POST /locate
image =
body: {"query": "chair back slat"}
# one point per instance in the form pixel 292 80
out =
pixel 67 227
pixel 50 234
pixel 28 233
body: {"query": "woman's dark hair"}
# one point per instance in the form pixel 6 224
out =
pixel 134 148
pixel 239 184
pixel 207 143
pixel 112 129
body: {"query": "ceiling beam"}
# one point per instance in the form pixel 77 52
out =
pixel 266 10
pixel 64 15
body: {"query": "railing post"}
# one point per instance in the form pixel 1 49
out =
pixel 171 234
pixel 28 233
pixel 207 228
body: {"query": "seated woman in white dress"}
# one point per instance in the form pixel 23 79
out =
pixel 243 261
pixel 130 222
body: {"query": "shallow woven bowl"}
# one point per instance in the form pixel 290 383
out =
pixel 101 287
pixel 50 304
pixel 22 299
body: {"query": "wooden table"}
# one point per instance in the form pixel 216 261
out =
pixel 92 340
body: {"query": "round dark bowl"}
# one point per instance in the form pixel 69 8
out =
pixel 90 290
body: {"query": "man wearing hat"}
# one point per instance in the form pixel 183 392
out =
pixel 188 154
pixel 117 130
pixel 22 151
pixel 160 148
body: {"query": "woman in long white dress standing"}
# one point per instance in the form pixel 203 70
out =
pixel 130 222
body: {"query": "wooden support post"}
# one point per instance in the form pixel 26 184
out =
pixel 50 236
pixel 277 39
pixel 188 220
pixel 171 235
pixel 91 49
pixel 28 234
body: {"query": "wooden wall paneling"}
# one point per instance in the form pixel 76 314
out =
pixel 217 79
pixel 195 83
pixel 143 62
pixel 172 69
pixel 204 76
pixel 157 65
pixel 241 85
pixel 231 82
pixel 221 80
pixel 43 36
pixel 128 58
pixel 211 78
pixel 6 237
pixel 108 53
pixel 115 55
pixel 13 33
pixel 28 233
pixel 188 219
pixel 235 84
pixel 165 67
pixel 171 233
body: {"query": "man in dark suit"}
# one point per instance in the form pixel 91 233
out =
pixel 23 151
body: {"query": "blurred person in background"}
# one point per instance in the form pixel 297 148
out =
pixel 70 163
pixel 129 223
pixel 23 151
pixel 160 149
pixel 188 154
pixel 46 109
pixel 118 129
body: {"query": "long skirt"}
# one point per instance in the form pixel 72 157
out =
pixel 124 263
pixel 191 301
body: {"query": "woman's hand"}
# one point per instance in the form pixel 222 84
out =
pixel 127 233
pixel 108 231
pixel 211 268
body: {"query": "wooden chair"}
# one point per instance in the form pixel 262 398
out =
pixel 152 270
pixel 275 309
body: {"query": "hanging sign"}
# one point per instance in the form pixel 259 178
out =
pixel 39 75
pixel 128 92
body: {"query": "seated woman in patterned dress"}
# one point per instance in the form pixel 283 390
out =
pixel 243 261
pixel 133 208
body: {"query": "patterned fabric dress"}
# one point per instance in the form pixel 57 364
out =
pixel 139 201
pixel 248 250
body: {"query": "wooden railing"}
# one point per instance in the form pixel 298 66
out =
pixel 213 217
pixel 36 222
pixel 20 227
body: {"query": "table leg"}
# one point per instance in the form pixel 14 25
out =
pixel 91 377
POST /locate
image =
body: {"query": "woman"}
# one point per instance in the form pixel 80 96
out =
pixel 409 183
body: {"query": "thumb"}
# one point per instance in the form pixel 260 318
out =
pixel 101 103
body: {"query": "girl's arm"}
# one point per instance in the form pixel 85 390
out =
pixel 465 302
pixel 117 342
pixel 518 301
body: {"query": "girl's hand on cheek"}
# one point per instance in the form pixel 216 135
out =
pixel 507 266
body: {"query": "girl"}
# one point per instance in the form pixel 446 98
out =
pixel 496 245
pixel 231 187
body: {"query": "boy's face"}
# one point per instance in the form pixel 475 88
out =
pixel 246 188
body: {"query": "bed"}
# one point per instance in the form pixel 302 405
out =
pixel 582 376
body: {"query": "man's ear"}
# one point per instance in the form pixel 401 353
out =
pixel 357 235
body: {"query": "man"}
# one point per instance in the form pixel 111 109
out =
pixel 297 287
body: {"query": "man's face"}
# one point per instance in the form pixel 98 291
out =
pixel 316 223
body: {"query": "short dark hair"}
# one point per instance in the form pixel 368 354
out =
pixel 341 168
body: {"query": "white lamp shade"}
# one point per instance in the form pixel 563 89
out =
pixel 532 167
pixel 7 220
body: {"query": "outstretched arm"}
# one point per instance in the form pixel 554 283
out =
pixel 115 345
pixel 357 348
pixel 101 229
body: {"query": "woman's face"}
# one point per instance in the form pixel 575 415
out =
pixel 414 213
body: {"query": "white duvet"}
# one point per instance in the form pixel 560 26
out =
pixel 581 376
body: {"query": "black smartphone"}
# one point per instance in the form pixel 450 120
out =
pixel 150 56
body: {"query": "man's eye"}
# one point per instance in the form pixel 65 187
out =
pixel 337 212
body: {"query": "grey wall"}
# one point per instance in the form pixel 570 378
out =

-- -- --

*Problem requirements*: Every entry must be retyped in full, exactly as given.

*Answer to this task*:
POST /locate
image =
body: {"query": "chair back slat"}
# one point per instance in the form pixel 292 80
out =
pixel 67 227
pixel 50 234
pixel 28 233
body: {"query": "woman's dark hair"}
# one point per instance in the form pixel 6 224
out =
pixel 134 148
pixel 239 184
pixel 207 143
pixel 112 129
body: {"query": "ceiling beam"}
# one point per instance in the form pixel 77 52
out =
pixel 266 10
pixel 64 15
body: {"query": "railing post"}
# one point per instance in the form pixel 1 49
out =
pixel 171 234
pixel 28 233
pixel 207 228
body: {"query": "seated woman in white dress"}
# one point per instance in the form pixel 23 79
out =
pixel 243 261
pixel 130 222
body: {"query": "shallow woven bowl"}
# one point per instance in the form pixel 290 383
out =
pixel 101 287
pixel 50 304
pixel 22 299
body: {"query": "wooden table"}
# one point per instance in the form pixel 216 261
out =
pixel 92 340
body: {"query": "round dark bowl"}
# one point per instance in the form pixel 69 8
out =
pixel 90 290
body: {"query": "man wearing hat"}
# one point per instance in the form pixel 183 392
out =
pixel 188 154
pixel 117 130
pixel 22 151
pixel 160 148
body: {"query": "woman in long white dress standing"}
# one point per instance in the form pixel 203 70
out =
pixel 130 222
body: {"query": "wooden support post"}
# one point per instance in the form pixel 26 184
out =
pixel 50 236
pixel 277 39
pixel 188 220
pixel 171 235
pixel 91 49
pixel 28 234
body: {"query": "wooden wall paneling"}
# one point per instance in the form pixel 76 314
out =
pixel 217 79
pixel 195 83
pixel 143 62
pixel 172 69
pixel 204 76
pixel 157 65
pixel 241 85
pixel 231 82
pixel 221 80
pixel 43 36
pixel 128 58
pixel 211 78
pixel 6 237
pixel 108 53
pixel 115 55
pixel 13 33
pixel 28 233
pixel 188 219
pixel 235 84
pixel 165 67
pixel 171 233
body: {"query": "man in dark suit"}
# one point per instance in the form pixel 91 233
out =
pixel 23 151
body: {"query": "blurred person in background"}
# one point per instance in the form pixel 297 148
out =
pixel 70 163
pixel 129 223
pixel 23 151
pixel 160 149
pixel 188 154
pixel 46 109
pixel 118 129
body: {"query": "long skirt"}
# one point per instance in the form pixel 72 157
out =
pixel 124 263
pixel 191 301
body: {"query": "woman's hand"}
# one point per instance in the form pixel 222 84
out =
pixel 127 233
pixel 108 231
pixel 211 268
body: {"query": "wooden chair"}
# one point per instance in the form pixel 262 398
out =
pixel 152 270
pixel 275 309
body: {"query": "hanging sign"}
# one point per instance in the form pixel 259 178
out =
pixel 39 75
pixel 128 92
body: {"query": "seated woman in patterned dress"}
# one point per instance in the form pixel 283 390
out =
pixel 243 261
pixel 133 208
body: {"query": "patterned fabric dress"}
# one point per instance in the form pixel 57 364
out =
pixel 139 201
pixel 248 250
body: {"query": "wooden railing"}
# one point per instance in the form pixel 298 66
out =
pixel 213 217
pixel 36 222
pixel 20 227
body: {"query": "table leg"}
# one point per instance in the form pixel 14 25
out =
pixel 91 377
POST /locate
image =
body: {"query": "woman"}
# one point per instance in the form pixel 80 96
out =
pixel 409 183
body: {"query": "thumb"}
# one point per instance in the form pixel 260 318
out =
pixel 101 103
body: {"query": "girl's arm"}
# one point per instance in the form pixel 85 390
out =
pixel 465 302
pixel 117 342
pixel 518 301
body: {"query": "girl's hand on cheek"}
# one point per instance in the form pixel 216 135
out =
pixel 507 266
body: {"query": "girl"}
# one point per instance in the form pixel 446 98
out =
pixel 496 245
pixel 231 187
body: {"query": "boy's face"}
# one point per instance in the form pixel 475 88
out =
pixel 246 188
body: {"query": "bed"}
# one point per instance in the form pixel 302 405
out =
pixel 582 376
body: {"query": "man's ear"}
# one point per instance in the form pixel 401 353
out =
pixel 357 235
body: {"query": "man"}
# one point per instance in the form pixel 111 109
out =
pixel 297 287
body: {"query": "man's face"}
# one point per instance in the form pixel 98 291
out =
pixel 316 223
body: {"query": "short dark hair"}
# one point per instance in the form pixel 368 354
out =
pixel 341 168
body: {"query": "white lamp shade"}
# one point per instance in the form pixel 563 89
out =
pixel 532 167
pixel 7 220
body: {"query": "outstretched arm"}
# one point per instance in the form pixel 554 283
out =
pixel 115 345
pixel 357 348
pixel 101 229
body: {"query": "woman's face"}
# one point per instance in the form pixel 575 415
out =
pixel 414 213
body: {"query": "white duvet"}
# one point per instance in the form pixel 560 26
out =
pixel 581 376
body: {"query": "black smartphone"}
# one point per instance in the form pixel 450 120
out =
pixel 150 56
body: {"query": "man's eye"}
# one point per instance in the form pixel 65 187
out =
pixel 337 212
body: {"query": "grey wall"}
# one point per instance in the form pixel 570 378
out =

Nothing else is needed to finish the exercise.